### Your instructions
Every single entry should be printed exactly.

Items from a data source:

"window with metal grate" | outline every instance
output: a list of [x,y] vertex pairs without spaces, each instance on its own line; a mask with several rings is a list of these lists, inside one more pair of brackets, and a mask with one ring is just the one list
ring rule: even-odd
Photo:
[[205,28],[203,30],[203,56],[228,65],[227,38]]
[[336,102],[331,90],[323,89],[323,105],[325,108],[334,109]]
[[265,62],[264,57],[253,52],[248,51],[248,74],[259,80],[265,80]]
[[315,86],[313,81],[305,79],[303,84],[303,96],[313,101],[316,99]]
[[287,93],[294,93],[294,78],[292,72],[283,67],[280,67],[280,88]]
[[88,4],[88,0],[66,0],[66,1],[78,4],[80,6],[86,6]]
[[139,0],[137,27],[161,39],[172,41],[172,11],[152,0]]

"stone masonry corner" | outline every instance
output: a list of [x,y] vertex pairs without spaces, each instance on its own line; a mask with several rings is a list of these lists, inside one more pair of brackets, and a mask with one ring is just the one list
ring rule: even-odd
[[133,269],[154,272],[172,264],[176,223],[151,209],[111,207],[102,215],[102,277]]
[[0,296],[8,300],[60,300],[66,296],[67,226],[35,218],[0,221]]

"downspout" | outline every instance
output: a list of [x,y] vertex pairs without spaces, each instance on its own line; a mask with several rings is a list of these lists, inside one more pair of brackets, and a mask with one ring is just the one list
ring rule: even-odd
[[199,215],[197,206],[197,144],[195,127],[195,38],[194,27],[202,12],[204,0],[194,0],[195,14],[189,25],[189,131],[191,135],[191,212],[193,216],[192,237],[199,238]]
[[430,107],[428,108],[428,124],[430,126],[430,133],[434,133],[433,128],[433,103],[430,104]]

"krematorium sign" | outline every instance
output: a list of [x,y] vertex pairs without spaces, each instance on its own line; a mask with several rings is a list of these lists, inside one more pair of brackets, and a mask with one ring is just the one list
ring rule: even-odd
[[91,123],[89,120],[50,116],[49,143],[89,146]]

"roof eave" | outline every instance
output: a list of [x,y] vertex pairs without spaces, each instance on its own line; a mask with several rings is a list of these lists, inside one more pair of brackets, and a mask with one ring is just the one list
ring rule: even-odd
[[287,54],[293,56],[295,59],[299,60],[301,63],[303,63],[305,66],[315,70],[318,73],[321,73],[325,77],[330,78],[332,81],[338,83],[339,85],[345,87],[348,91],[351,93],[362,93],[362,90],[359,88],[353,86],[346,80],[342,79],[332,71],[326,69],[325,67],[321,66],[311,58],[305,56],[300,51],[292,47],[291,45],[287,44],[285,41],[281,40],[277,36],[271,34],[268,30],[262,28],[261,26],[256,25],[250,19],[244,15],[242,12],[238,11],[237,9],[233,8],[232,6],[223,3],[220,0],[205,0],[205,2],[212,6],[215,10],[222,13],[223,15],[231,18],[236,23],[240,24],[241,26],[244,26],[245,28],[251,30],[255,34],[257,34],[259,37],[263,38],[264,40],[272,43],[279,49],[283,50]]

### Solution to this problem
"window with metal grate" | outline every instance
output: a list of [x,y] vertex pairs without spaces, each instance on its own line; a mask with several rings is a list of these lists, inside one more pair of brackets, and a mask with one ring is just the one list
ring rule: even-odd
Photo:
[[205,28],[203,30],[203,56],[228,65],[227,38]]
[[336,102],[331,90],[323,89],[323,105],[325,108],[334,109]]
[[265,62],[264,57],[253,52],[248,51],[248,74],[259,80],[265,80]]
[[315,86],[313,81],[305,79],[303,84],[303,96],[313,101],[316,99]]
[[287,93],[294,93],[294,78],[292,72],[283,67],[280,67],[280,88]]
[[88,4],[88,0],[66,0],[66,1],[78,4],[80,6],[86,6]]
[[139,0],[137,27],[161,39],[172,41],[172,11],[152,0]]

"stone masonry corner" | outline every instance
output: a list of [x,y] vertex pairs without spaces, each instance on its own line; a mask with several rings is a list of these lists, inside one more pair of brackets, and a mask with one ring is just the one list
ring rule: even-odd
[[133,269],[154,272],[172,264],[176,223],[151,209],[111,207],[102,215],[102,277]]
[[0,296],[8,300],[60,300],[66,296],[67,226],[35,218],[0,221]]

"downspout" | outline every instance
output: a list of [x,y] vertex pairs without spaces, each instance on its own line; a mask with several rings is a list of these lists, inside one more pair of brackets, and a mask with one ring is just the one list
ring rule: even-odd
[[199,215],[197,206],[197,144],[195,127],[195,38],[194,27],[202,12],[204,0],[194,0],[195,14],[189,25],[189,131],[191,135],[191,212],[193,216],[192,237],[199,238]]
[[430,107],[428,108],[428,124],[430,126],[430,133],[434,133],[433,128],[433,103],[430,104]]

"krematorium sign" | outline every instance
output: a list of [x,y] vertex pairs without spaces, each instance on its own line; a mask with several rings is a list of these lists, inside one more pair of brackets, and a mask with one ring is just the one list
ring rule: even-odd
[[91,123],[89,120],[50,116],[49,143],[89,146]]

"roof eave" | outline every instance
output: a list of [x,y] vertex pairs without spaces, each instance on its own line; a mask with several rings is a list of these lists, inside one more pair of brackets, and a mask with one ring is just the one list
ring rule: even-odd
[[287,54],[293,56],[295,59],[299,60],[301,63],[303,63],[305,66],[315,70],[318,73],[321,73],[325,77],[330,78],[332,81],[338,83],[339,85],[345,87],[348,91],[351,93],[362,93],[362,90],[359,88],[353,86],[346,80],[342,79],[332,71],[326,69],[325,67],[321,66],[311,58],[305,56],[300,51],[292,47],[291,45],[287,44],[285,41],[281,40],[277,36],[271,34],[268,30],[262,28],[261,26],[256,25],[250,19],[244,15],[242,12],[238,11],[237,9],[233,8],[232,6],[223,3],[220,0],[205,0],[205,2],[212,6],[215,10],[222,13],[223,15],[231,18],[236,23],[240,24],[241,26],[244,26],[245,28],[251,30],[255,34],[257,34],[259,37],[263,38],[264,40],[272,43],[279,49],[283,50]]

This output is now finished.